━━━ Exercise material

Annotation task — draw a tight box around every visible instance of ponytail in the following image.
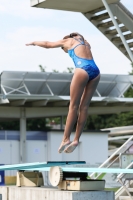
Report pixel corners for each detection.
[63,33,84,40]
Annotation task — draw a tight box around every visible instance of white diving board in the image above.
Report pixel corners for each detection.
[0,161,133,174]
[19,167,133,174]
[0,161,86,171]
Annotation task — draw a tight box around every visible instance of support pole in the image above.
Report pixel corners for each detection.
[102,0,133,62]
[19,108,26,163]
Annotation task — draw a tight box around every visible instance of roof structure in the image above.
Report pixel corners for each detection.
[0,71,133,117]
[30,0,119,13]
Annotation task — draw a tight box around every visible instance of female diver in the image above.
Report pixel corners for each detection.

━━━━━━

Task statement. Update all of the records so that every "Annotation task" reads "Labeling job", leaving everything else unchanged. Omit the pictures.

Result for this exercise.
Labeling job — draw a tight box around every visible instance of ponytail in the following image.
Report pixel corners for each detection.
[63,33,84,40]
Labeling job — draw a tight box around every visible instance of white diving board in the image above.
Report pixel corners for each detection.
[0,161,133,174]
[19,167,133,174]
[0,161,86,171]
Labeling job — draw a tight box around every visible instance of support pole in the image above.
Report pixel corners for each detection.
[102,0,133,62]
[19,108,26,163]
Labeling job — draw a tight box around every visible instance of roof structure in the image above.
Report pixel corners for each detection.
[0,71,133,117]
[30,0,119,13]
Labeling job — draw a tight box around every visible instance of female diver in the image above.
Report pixel corners for each detection.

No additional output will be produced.